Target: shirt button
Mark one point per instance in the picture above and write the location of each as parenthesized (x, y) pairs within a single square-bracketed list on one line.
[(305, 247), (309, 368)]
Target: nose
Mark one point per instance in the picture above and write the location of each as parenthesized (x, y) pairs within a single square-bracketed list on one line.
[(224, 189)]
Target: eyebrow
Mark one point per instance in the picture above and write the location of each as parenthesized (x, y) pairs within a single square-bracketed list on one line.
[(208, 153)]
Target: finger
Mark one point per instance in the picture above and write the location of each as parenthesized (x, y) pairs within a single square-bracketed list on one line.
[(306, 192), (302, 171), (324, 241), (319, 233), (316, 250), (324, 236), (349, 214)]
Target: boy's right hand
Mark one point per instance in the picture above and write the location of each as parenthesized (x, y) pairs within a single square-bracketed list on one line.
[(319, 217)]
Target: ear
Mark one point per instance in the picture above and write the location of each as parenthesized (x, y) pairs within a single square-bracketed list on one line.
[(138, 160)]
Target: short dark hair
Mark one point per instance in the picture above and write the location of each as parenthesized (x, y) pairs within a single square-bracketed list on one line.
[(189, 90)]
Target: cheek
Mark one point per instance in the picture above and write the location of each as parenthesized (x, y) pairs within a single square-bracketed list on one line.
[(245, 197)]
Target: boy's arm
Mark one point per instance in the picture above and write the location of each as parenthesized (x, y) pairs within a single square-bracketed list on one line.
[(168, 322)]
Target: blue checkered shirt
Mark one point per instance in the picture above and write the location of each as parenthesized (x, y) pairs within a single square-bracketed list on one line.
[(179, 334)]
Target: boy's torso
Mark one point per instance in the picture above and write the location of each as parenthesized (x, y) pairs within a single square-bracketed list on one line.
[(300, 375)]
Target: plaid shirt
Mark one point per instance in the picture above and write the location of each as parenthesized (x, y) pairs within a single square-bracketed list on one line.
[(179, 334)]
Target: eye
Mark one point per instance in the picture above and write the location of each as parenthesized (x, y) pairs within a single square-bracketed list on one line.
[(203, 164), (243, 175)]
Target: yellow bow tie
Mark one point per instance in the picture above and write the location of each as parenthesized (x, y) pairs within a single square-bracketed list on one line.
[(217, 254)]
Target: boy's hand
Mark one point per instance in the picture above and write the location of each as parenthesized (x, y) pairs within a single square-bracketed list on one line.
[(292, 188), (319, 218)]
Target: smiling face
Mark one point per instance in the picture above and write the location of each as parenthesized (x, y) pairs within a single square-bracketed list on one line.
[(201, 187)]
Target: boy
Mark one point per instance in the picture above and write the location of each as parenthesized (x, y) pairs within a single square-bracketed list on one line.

--- --- ---

Task details:
Please arrange the rows as a Markdown table with the columns Number and Line, starting at the first line and going up to and including the line with "236), (349, 214)]". Give each line its own number and leave out blank lines.

Written solution:
| Number | Line |
|---|---|
| 1 | Target: shirt button |
| 2 | Mark one point per instance in the picture above and write the location of each as parenthesized (x, y) pairs within a single square-bracketed list on one line. |
| 3 | [(305, 247), (309, 368)] |
| 4 | Target: nose |
| 5 | Mark one point per instance in the picture above and write the location of each as parenthesized (x, y) pairs within a single square-bracketed list on one line. |
| 6 | [(224, 189)] |
| 7 | Target: eyebrow |
| 8 | Mark one point per instance in the picture above and write the location of each as parenthesized (x, y) pairs within a single square-bracketed list on one line. |
| 9 | [(208, 153)] |
| 10 | Target: finger |
| 11 | Mark one point per instance in the picture above and write the location of each as parenthesized (x, y) pairs within a single square-bracketed list on one line. |
| 12 | [(306, 192), (302, 171), (324, 241), (319, 233), (316, 250), (324, 236), (349, 214)] |